WHAT THIS TASK INVOLVES: Find each line in the records below that contains the word "image" and copy those lines.

━━━━━━━━━━━━━━━━

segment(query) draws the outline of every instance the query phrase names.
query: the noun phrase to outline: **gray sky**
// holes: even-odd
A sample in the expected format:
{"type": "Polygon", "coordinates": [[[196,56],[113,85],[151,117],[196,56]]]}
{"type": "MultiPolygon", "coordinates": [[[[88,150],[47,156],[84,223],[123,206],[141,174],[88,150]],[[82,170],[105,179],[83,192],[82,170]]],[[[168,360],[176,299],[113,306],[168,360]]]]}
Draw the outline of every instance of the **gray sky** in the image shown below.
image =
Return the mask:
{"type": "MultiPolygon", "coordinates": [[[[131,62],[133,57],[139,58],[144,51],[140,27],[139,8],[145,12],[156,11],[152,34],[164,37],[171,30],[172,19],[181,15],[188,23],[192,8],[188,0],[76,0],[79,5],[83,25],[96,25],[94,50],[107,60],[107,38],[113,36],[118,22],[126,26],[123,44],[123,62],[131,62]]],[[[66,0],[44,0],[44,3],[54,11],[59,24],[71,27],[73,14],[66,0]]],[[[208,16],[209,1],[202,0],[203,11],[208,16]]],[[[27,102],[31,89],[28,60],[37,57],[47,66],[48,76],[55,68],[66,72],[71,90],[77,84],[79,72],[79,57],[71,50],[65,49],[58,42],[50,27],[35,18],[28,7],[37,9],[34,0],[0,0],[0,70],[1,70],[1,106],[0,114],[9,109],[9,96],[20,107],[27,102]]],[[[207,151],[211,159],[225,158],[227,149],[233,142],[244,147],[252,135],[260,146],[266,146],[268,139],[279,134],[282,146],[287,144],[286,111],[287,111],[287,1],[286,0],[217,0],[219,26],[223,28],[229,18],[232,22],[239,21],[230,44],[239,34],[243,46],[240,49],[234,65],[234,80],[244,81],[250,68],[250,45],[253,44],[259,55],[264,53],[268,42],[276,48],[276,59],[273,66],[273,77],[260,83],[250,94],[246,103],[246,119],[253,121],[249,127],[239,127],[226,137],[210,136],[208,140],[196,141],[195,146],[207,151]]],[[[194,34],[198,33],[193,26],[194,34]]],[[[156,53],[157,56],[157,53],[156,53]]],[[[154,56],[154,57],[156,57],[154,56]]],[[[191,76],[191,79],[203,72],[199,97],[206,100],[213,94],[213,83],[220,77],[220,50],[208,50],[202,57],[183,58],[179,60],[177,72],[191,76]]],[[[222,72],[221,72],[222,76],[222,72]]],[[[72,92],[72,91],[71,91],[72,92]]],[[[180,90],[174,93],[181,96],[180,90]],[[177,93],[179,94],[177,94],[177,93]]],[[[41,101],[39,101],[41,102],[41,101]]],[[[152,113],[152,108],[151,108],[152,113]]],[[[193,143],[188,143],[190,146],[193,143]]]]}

━━━━━━━━━━━━━━━━

EXERCISE RESULT:
Draw the outline of every instance of the **gray sky** in the image shown below.
image =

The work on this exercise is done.